### SELECTED EXTRACT
·····

In [1]:
import tensorflow as tf
from tensorflow.keras.models import load_model
import pickle 
import pandas as pd
import numpy as np

🔹 Step-by-Step Explanation:

* import tensorflow as tf
➡️ Loads TensorFlow — needed to use Keras models (for prediction).


* from tensorflow.keras.models import load_model
➡️ Imports the load_model function to load your trained ANN model saved earlier.


* import pickle
➡️ Loads the pickle module — used to load saved encoders or scaler (LabelEncoder, OneHotEncoder, StandardScaler, etc.).


* import pandas as pd
➡️ Imports Pandas to work with data (CSV, DataFrame, etc.).


* import numpy as np
➡️ Imports NumPy, used for numerical operations (arrays, reshaping input data, etc.).



In [8]:
## Load the trained model, scaler pickle,onehot
model=load_model('model.h5')

## Load the encoder and scaler
with open('onehot_encoder_geo.pkl','rb') as file:
    label_encoder_geo=pickle.load(file)

·····

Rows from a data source
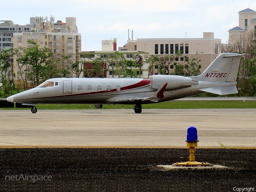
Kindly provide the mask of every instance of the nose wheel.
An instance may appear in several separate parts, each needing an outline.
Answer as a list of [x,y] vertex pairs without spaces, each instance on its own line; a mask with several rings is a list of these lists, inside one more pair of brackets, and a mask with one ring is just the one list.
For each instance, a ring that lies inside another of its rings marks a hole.
[[34,106],[31,109],[31,112],[32,113],[36,113],[37,112],[37,109],[36,108],[36,106]]
[[141,104],[140,103],[137,103],[134,105],[134,108],[133,110],[135,113],[141,113],[142,111],[142,107],[141,106]]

·····

### PROBLEM DETAILS
Extend the notebook walkthrough on loading the trained model and pickled encoders, picking up after its last line of code.

### OUTPUT BELOW
with open('label_encoder_gender.pkl','rb') as file:
    label_encoder_gender=pickle.load(file)

with open('scaler.pkl','rb') as file:
    scaler=pickle.load(file)




✅ Code Explanation:

model = load_model('model.h5')
➡️ Loads your trained ANN model (previously saved) from the file model.h5.
You’ll use this to make predictions.


* with open('onehot_encoder_geo.pkl','rb') as file:

    label_encoder_geo = pickle.load(file)
➡️ Loads the saved OneHotEncoder for the "Geography" column.
(It should actually be named onehot_encoder_geo, not label_encoder_geo — this may be a typo.)


* with open('label_encoder_gender.pkl','rb') as file:

    label_encoder_gender = pickle.load(file)
➡️ Loads the LabelEncoder used to encode "Gender".


* with open('scaler.pkl','rb') as file:

    scaler = pickle.load(file)
➡️ Loads the StandardScaler used to scale input features, so that new input data is processed the same way.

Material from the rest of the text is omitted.